Continue the post below on US versus international stock allocation, starting right after its last sentence.

» **PAGE**:
──────────

100% equities but only 1/3 domestic

I started 15 years ago (a few years before retirement) with 25% international. I have not rebalanced into it so it is lower now.

It has a slightly higher expense ratio, far more non-qualified dividends, and a much higher cost basis so plan to use it as source for paying for Roth conversions starting this year.
 
Is there really a good reason that Intl stocks are uncorrelated to US stocks, or is that just how they happened to be in the recent past, with no guarantee it'll continue that way in the future? Trying to answer my own questions, I looked up the charts. The premise is wrong, they are not uncorrelated at all.
Much of the historical folklore about ex-US being uncorrelated with US stocks dates back from the mid 20th century. The 1970s were awful in the US market, but pretty good in aggregate abroad. Recall that the most strenuous period for the 4% SWR begins in 1965-1966. That's exactly the 30-year period during with ex-US allocation would have been most helpful.

──────────

» **GIVEN INFORMATION**:
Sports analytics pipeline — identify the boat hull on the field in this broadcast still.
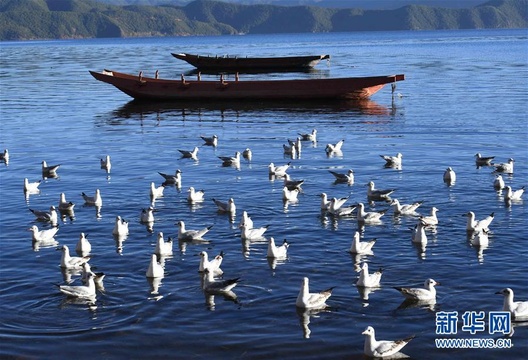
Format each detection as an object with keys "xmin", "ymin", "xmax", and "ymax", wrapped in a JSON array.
[
  {"xmin": 172, "ymin": 53, "xmax": 330, "ymax": 72},
  {"xmin": 90, "ymin": 70, "xmax": 405, "ymax": 101}
]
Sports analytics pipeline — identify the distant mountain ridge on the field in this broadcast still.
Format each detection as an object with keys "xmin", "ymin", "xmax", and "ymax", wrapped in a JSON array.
[{"xmin": 0, "ymin": 0, "xmax": 528, "ymax": 40}]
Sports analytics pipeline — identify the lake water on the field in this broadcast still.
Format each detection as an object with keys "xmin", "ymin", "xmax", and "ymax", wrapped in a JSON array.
[{"xmin": 0, "ymin": 30, "xmax": 528, "ymax": 359}]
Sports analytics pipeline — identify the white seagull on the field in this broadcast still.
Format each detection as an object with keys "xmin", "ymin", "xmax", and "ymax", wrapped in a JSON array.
[
  {"xmin": 81, "ymin": 189, "xmax": 103, "ymax": 206},
  {"xmin": 75, "ymin": 233, "xmax": 92, "ymax": 257},
  {"xmin": 361, "ymin": 326, "xmax": 414, "ymax": 358},
  {"xmin": 328, "ymin": 169, "xmax": 354, "ymax": 185},
  {"xmin": 178, "ymin": 146, "xmax": 199, "ymax": 160},
  {"xmin": 389, "ymin": 199, "xmax": 423, "ymax": 215},
  {"xmin": 495, "ymin": 288, "xmax": 528, "ymax": 321},
  {"xmin": 198, "ymin": 251, "xmax": 224, "ymax": 276},
  {"xmin": 59, "ymin": 272, "xmax": 96, "ymax": 299},
  {"xmin": 112, "ymin": 215, "xmax": 128, "ymax": 236},
  {"xmin": 380, "ymin": 153, "xmax": 403, "ymax": 167},
  {"xmin": 462, "ymin": 211, "xmax": 495, "ymax": 232},
  {"xmin": 356, "ymin": 262, "xmax": 383, "ymax": 287},
  {"xmin": 176, "ymin": 220, "xmax": 213, "ymax": 241},
  {"xmin": 475, "ymin": 153, "xmax": 495, "ymax": 166},
  {"xmin": 394, "ymin": 279, "xmax": 440, "ymax": 301},
  {"xmin": 28, "ymin": 225, "xmax": 59, "ymax": 241},
  {"xmin": 348, "ymin": 231, "xmax": 376, "ymax": 255},
  {"xmin": 154, "ymin": 231, "xmax": 173, "ymax": 256},
  {"xmin": 357, "ymin": 203, "xmax": 387, "ymax": 223},
  {"xmin": 493, "ymin": 158, "xmax": 515, "ymax": 174},
  {"xmin": 146, "ymin": 254, "xmax": 165, "ymax": 278},
  {"xmin": 295, "ymin": 277, "xmax": 334, "ymax": 309},
  {"xmin": 267, "ymin": 237, "xmax": 290, "ymax": 259},
  {"xmin": 58, "ymin": 245, "xmax": 90, "ymax": 270}
]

──────────

» **REPLY TO THE TASK**:
The question facing us now, is a flavor of "Is it different this time", except that instead of the very recent past, we're looking over the past 30 years. We ask: did something fundamentally change in the late 20th century, to give US stocks an enormous advantage? If it did, then anything beyond token ex-US allocation is a mistake. But if it didn't, then market-cap allocation (that is, in proportion to US capitalization and ex-US) might be closer to the efficiency frontier.
 
The underlying idea of the authors is that highly volatile uncorrelated assets give the highest returns in the long run. The book, Fortune's Formula, is a great story about how this works across multiple domains. The key assumption is that an asset class never goes to zero, because any percentage growth from zero is zero.

But we're also human, and for many of us watching big swings, as happen in the emerging markets, are too much to stick with. As a result the conventional advice is to use bonds, with their more stable prices. The tradeoff is the loss of those once every few years big gains. See the periodic table of investments at Periodic Table - Callan
Yes, we 100% equity types are comfortable with the high volatility during accumulation. What surprised me about this study was the suggestion of going 33% domestic with the balance in developed foreign stocks. And to keep this AA throughout retirement. It’s a challenging concept since foreign markets have underperformed the U.S. for a couple decades now and staying 100% equities in retirement is contrary to prevailing wisdom.

I read through her assumptions for returns during the late 19th century and throughout the 20th, with all of its black swan events.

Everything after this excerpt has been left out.